#### [Materials provided]

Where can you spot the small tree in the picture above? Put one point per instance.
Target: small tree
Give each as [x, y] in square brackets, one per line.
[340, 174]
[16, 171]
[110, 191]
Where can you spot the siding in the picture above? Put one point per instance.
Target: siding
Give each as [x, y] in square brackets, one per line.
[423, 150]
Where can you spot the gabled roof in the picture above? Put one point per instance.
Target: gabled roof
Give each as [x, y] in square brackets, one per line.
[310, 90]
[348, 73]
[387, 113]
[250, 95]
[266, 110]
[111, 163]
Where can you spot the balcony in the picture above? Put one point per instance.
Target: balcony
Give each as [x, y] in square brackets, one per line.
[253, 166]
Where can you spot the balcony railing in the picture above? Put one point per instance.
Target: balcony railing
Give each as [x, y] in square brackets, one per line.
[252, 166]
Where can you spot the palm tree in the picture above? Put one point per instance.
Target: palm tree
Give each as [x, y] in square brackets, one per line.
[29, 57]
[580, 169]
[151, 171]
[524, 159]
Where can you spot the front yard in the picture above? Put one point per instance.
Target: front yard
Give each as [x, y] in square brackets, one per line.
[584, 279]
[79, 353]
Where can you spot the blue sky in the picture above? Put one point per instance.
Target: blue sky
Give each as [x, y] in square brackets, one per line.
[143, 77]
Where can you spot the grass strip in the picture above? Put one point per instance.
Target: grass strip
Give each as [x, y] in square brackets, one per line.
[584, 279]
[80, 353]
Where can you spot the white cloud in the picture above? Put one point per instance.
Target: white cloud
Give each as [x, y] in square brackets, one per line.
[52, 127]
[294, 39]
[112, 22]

#### [Task to carry out]
Update the entries from the line containing "Where can you spot the white" through the end of the entries, changing "white cloud" to "storm cloud" and leaving all else unchanged.

#### [Task response]
Where can you spot the storm cloud in the picture above? Put one point per instance.
Target: storm cloud
Give each as [x, y] in square brackets, one per line.
[52, 127]
[294, 39]
[112, 22]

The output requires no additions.